→ **Task description**:
Reproduce all of the records below with "Would you be able to locate" switched to "Can you find" and every other character unchanged. Omit the pictures.
§
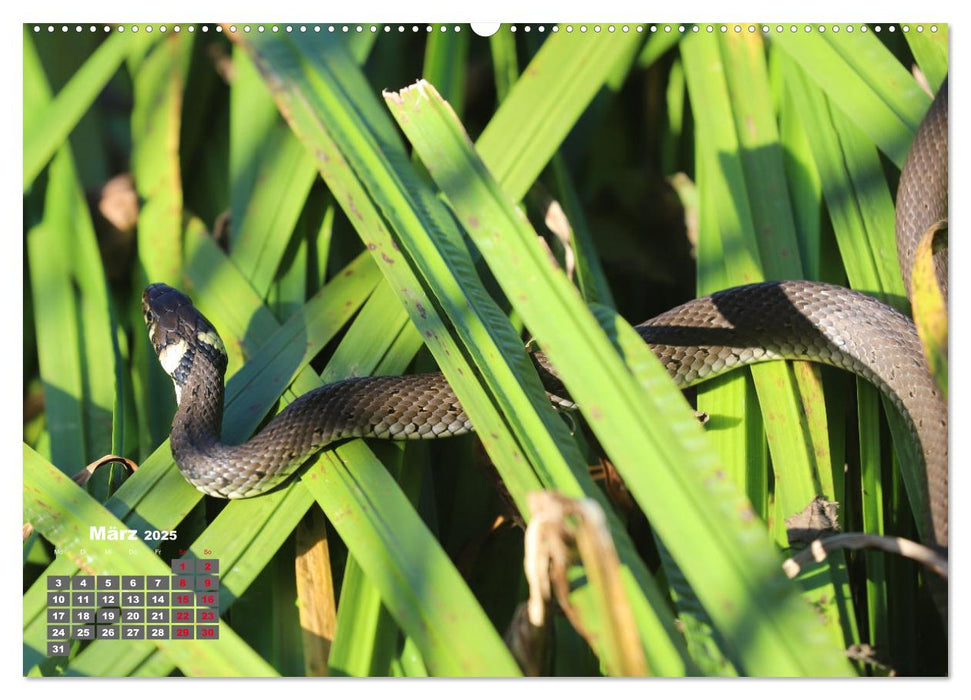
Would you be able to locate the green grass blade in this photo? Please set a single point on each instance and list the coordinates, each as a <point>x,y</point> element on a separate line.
<point>546,102</point>
<point>47,129</point>
<point>638,437</point>
<point>930,51</point>
<point>445,55</point>
<point>330,103</point>
<point>156,120</point>
<point>863,79</point>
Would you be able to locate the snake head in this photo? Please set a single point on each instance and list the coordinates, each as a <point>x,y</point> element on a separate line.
<point>180,334</point>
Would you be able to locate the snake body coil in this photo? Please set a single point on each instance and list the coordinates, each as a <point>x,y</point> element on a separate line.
<point>695,341</point>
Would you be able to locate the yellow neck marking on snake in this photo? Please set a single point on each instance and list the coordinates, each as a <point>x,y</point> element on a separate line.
<point>171,355</point>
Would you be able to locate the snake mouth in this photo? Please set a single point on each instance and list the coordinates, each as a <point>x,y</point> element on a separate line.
<point>179,333</point>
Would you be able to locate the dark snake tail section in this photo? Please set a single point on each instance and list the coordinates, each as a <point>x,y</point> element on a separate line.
<point>922,194</point>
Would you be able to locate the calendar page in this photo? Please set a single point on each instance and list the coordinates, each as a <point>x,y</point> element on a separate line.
<point>500,349</point>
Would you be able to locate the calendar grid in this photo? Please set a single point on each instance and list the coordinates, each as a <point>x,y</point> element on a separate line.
<point>181,605</point>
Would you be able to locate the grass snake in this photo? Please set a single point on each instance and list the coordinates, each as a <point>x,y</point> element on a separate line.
<point>696,341</point>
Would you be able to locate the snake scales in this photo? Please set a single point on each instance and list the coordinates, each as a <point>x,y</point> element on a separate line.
<point>695,341</point>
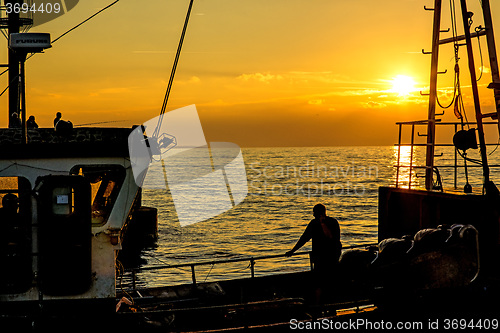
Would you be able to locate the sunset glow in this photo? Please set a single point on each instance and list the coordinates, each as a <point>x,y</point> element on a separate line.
<point>403,85</point>
<point>261,73</point>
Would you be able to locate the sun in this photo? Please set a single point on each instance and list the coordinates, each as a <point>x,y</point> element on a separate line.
<point>403,85</point>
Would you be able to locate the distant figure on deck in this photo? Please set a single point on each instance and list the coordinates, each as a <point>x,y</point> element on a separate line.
<point>326,247</point>
<point>31,123</point>
<point>15,122</point>
<point>62,127</point>
<point>57,118</point>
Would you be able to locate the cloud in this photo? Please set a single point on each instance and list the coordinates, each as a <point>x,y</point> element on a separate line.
<point>374,105</point>
<point>264,78</point>
<point>316,101</point>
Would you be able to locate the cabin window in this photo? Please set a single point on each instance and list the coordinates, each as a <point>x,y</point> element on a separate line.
<point>106,182</point>
<point>15,235</point>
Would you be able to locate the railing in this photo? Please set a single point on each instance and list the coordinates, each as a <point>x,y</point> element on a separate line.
<point>435,168</point>
<point>251,266</point>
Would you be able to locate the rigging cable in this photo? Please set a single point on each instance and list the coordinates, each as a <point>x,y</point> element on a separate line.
<point>174,68</point>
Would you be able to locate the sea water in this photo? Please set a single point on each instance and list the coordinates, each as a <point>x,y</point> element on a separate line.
<point>283,186</point>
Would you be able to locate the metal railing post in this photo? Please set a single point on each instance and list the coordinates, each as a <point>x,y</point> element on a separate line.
<point>193,275</point>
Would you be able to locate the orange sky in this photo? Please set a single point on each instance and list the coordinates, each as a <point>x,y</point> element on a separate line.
<point>261,72</point>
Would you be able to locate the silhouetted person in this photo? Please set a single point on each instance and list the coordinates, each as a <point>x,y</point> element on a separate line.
<point>31,123</point>
<point>57,118</point>
<point>62,127</point>
<point>326,247</point>
<point>15,122</point>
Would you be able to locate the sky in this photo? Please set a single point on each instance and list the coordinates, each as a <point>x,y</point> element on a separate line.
<point>260,72</point>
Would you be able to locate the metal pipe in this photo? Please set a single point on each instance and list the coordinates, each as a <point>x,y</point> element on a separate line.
<point>475,92</point>
<point>431,125</point>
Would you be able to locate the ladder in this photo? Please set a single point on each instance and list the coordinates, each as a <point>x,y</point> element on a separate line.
<point>495,85</point>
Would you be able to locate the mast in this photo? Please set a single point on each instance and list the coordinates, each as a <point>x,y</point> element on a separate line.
<point>14,25</point>
<point>475,92</point>
<point>431,118</point>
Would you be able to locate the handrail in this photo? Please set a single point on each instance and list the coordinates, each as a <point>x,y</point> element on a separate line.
<point>410,165</point>
<point>251,259</point>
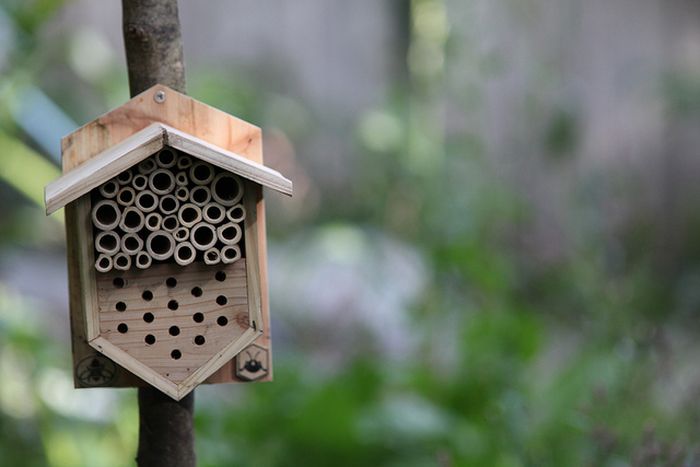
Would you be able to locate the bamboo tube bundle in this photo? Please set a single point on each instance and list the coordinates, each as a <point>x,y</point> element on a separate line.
<point>213,213</point>
<point>203,236</point>
<point>106,214</point>
<point>166,158</point>
<point>154,221</point>
<point>200,195</point>
<point>131,244</point>
<point>226,189</point>
<point>126,196</point>
<point>236,214</point>
<point>185,253</point>
<point>139,182</point>
<point>104,263</point>
<point>229,233</point>
<point>230,254</point>
<point>107,242</point>
<point>160,245</point>
<point>109,189</point>
<point>212,256</point>
<point>132,220</point>
<point>143,260</point>
<point>122,261</point>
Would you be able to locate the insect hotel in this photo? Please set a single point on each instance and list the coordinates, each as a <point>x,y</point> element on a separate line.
<point>165,226</point>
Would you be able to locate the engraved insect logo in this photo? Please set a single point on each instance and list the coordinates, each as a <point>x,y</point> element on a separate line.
<point>96,370</point>
<point>252,363</point>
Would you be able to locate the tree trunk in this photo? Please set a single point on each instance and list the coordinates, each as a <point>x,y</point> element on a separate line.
<point>153,46</point>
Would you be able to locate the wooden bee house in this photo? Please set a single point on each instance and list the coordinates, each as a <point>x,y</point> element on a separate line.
<point>166,245</point>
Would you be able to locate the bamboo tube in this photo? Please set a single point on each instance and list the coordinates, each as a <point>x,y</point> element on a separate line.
<point>124,178</point>
<point>181,234</point>
<point>139,182</point>
<point>161,181</point>
<point>212,256</point>
<point>200,195</point>
<point>160,245</point>
<point>184,253</point>
<point>109,189</point>
<point>166,158</point>
<point>170,223</point>
<point>168,204</point>
<point>213,213</point>
<point>189,215</point>
<point>146,201</point>
<point>132,220</point>
<point>230,254</point>
<point>106,214</point>
<point>122,261</point>
<point>201,173</point>
<point>147,166</point>
<point>107,242</point>
<point>182,193</point>
<point>143,260</point>
<point>126,196</point>
<point>227,189</point>
<point>104,263</point>
<point>153,221</point>
<point>131,244</point>
<point>181,178</point>
<point>184,162</point>
<point>236,214</point>
<point>229,233</point>
<point>203,236</point>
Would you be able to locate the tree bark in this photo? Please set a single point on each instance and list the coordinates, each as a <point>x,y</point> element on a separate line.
<point>153,44</point>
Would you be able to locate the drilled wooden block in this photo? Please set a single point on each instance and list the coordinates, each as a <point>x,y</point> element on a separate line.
<point>173,318</point>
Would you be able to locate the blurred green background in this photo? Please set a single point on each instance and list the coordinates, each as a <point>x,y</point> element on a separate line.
<point>492,257</point>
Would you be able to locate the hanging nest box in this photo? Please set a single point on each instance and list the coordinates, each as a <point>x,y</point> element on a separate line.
<point>165,227</point>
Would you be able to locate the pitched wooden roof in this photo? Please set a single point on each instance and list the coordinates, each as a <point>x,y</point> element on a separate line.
<point>141,145</point>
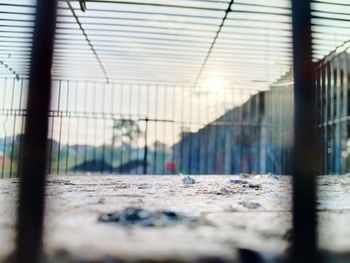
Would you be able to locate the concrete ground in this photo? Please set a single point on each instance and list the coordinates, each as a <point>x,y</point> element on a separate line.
<point>252,213</point>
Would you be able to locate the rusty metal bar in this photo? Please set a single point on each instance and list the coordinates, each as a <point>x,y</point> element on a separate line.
§
→ **Worked solution**:
Can you find the green grass blade in this photo? Please set a single point on each instance and list the coordinates, each as a <point>x,y</point> element on a separate line.
<point>546,102</point>
<point>47,129</point>
<point>638,437</point>
<point>930,51</point>
<point>445,55</point>
<point>330,103</point>
<point>156,120</point>
<point>863,79</point>
Can you find the snake head in this photo? Please set a single point on each instance and list the coordinates, each as a <point>x,y</point> element on a separate line.
<point>180,334</point>
Can you find the snake body coil in this photo? Please set a single point on each instance and list the coordinates, each as a <point>x,y</point> element on a separate line.
<point>695,341</point>
Can you find the yellow neck marking on snake in this photo? Please set a single point on each instance and list the coordinates, each as a <point>x,y</point> element on a separate line.
<point>171,355</point>
Can you find the snake mouth in this photo? Please set a single point on each instance and list the coordinates, each as a <point>x,y</point> element on a separate line.
<point>179,333</point>
Can you find the dark snake tail section in this photo? Please set a single point on each instance and list the coordinates, each as a <point>x,y</point> element on a separate line.
<point>922,194</point>
Can you find the calendar page in this photo? Please set a single point on each instance and list the coordinates, each as a <point>x,y</point> element on a separate line.
<point>500,349</point>
Can you find the calendar grid in this photo? Please set a single point on each instance and list the coordinates, each as a <point>x,y</point> element on a separate line.
<point>181,605</point>
Can you find the grass snake in this photo? Please set a single point on each instance and list the coordinates, each as a <point>x,y</point> element on a separate line.
<point>696,341</point>
Can you find the snake scales in this photo? Please set a single point on each instance and list the coordinates, each as a <point>x,y</point> element on a separate line.
<point>695,341</point>
Can you find the sunset glow in this photo? Please set a single point on each instance and list the coordinates, each as a <point>x,y</point> element on a separate line.
<point>403,85</point>
<point>261,73</point>
Can you find the sun in this photo? Please set a single point on each instance and list the coordinates, each as a <point>x,y</point> element on a separate line.
<point>403,85</point>
Can you find the distant figure on deck in this photo? Please set a single point on each instance and list the coordinates, each as a <point>x,y</point> element on a separate line.
<point>326,247</point>
<point>31,123</point>
<point>15,122</point>
<point>62,127</point>
<point>57,118</point>
Can you find the cloud in this photo? Please set a single point on each instance and list the coordinates, each as a <point>x,y</point> element on a separate line.
<point>374,105</point>
<point>264,78</point>
<point>316,101</point>
Can you find the cabin window in this photo? Please set a single point on each instance and list the coordinates, each as a <point>x,y</point> element on a separate line.
<point>106,182</point>
<point>15,235</point>
Can you find the railing in this photo? Please set a single point on each instance and list the coordinates, each as a <point>x,y</point> element on a separate line.
<point>435,168</point>
<point>251,266</point>
Can you find the rigging cable in this photo? Please set a single point on each instance and list the coordinates, each as a <point>x,y</point> element on a separate line.
<point>174,68</point>
Can you find the sea water in this photo? Please set a single point on each instance and list the coordinates, each as a <point>x,y</point> element on a separate line.
<point>283,186</point>
Can you find the metal railing post in this photo? Please set a single point on each instance and list the coordinates, each as a <point>x,y</point> element on a separate line.
<point>193,275</point>
Can you find the orange sky in this photo? Please set a single point on each instance and list the coordinates, each as a <point>x,y</point> element on a separate line.
<point>261,72</point>
Can you find the silhouetted person in this photo? Please set a single point on each instance and list the coordinates, each as a <point>x,y</point> element on a separate line.
<point>31,123</point>
<point>57,118</point>
<point>62,127</point>
<point>326,247</point>
<point>15,122</point>
Can you find the sky in this photo? Please set a single point on each instance and list the coordinates, each as a <point>x,y</point> element on a separate line.
<point>260,72</point>
Can you find the metal pipe in this photo? Please set a single point on each instance and list the coordinates, each as a <point>x,y</point> element on a separate line.
<point>475,92</point>
<point>431,125</point>
Can you find the ladder in this photo? Please set a single point on each instance and list the coordinates, each as a <point>x,y</point> element on a separate line.
<point>495,85</point>
Can you find the mast in this photo? Please set a single point on each instance and list the coordinates, each as a <point>x,y</point> element on a separate line.
<point>14,25</point>
<point>475,92</point>
<point>431,118</point>
Can you find the handrail in this photo? Please set a single point on each instance and list the coordinates, each as a <point>x,y</point> element on a separate line.
<point>410,165</point>
<point>251,259</point>
Can you find the bamboo tube bundle in this photo? Please set a single point on each instance and list the coordinates, each as a <point>x,y</point> element on a separate line.
<point>213,213</point>
<point>203,236</point>
<point>106,214</point>
<point>166,158</point>
<point>154,221</point>
<point>200,195</point>
<point>131,244</point>
<point>226,189</point>
<point>126,196</point>
<point>236,214</point>
<point>185,253</point>
<point>139,182</point>
<point>104,263</point>
<point>229,233</point>
<point>230,254</point>
<point>107,242</point>
<point>160,245</point>
<point>109,189</point>
<point>212,256</point>
<point>132,220</point>
<point>143,260</point>
<point>122,261</point>
Can you find the insect hotel in this photo? Please set a single point on each instance and list the coordinates, each as a <point>x,y</point> element on a separate line.
<point>165,226</point>
Can you find the engraved insect logo in this photo? Please set a single point on each instance and list the coordinates, each as a <point>x,y</point> element on a separate line.
<point>96,370</point>
<point>252,363</point>
Can you find the tree trunk in this photo? Please set a single point on each instance and list the coordinates, each as a <point>x,y</point> element on a separate line.
<point>153,46</point>
Can you find the wooden bee house in this photo? Please set a single point on each instance and list the coordinates, each as a <point>x,y</point> element on a separate line.
<point>166,245</point>
Can you find the bamboo tube in this photo? Please set a single point on each instance and list the coordinates, each as a <point>x,y</point> element on a separate line.
<point>124,178</point>
<point>181,234</point>
<point>139,182</point>
<point>161,181</point>
<point>212,256</point>
<point>200,195</point>
<point>160,245</point>
<point>184,253</point>
<point>109,189</point>
<point>166,158</point>
<point>170,223</point>
<point>168,204</point>
<point>213,213</point>
<point>189,215</point>
<point>146,201</point>
<point>132,220</point>
<point>230,254</point>
<point>106,214</point>
<point>122,261</point>
<point>201,173</point>
<point>147,166</point>
<point>107,242</point>
<point>182,193</point>
<point>143,260</point>
<point>126,196</point>
<point>227,189</point>
<point>104,263</point>
<point>153,221</point>
<point>131,244</point>
<point>181,178</point>
<point>184,162</point>
<point>236,214</point>
<point>229,233</point>
<point>203,236</point>
Can you find the tree bark in this photo? Please set a single point on each instance and list the coordinates, each as a <point>x,y</point> element on a separate line.
<point>153,44</point>
Can you find the drilled wooden block in this photo? Please set a single point on each instance and list the coordinates, each as a <point>x,y</point> element on a separate line.
<point>173,318</point>
Can you find the blurred green background in this photo? Please set a single point on each instance and list the coordinates, each as a <point>x,y</point> element on a separate line.
<point>492,257</point>
Can you find the hanging nest box in this photo? Please set a single point on each instance and list the coordinates, each as a <point>x,y</point> element on a separate line.
<point>165,227</point>
Can you find the pitched wooden roof in this photo? Please set a single point on each instance and list the coordinates, each as a <point>x,y</point> element on a separate line.
<point>141,145</point>
Can you find the concrete ground in this photo? Please set a single point on each instance and list the coordinates, each as a <point>x,y</point> element on a separate line.
<point>252,213</point>
Can you find the rusty metal bar in this photo? Please set a single point on each instance and list the coordinates, each as a <point>x,y</point> element on a separate line.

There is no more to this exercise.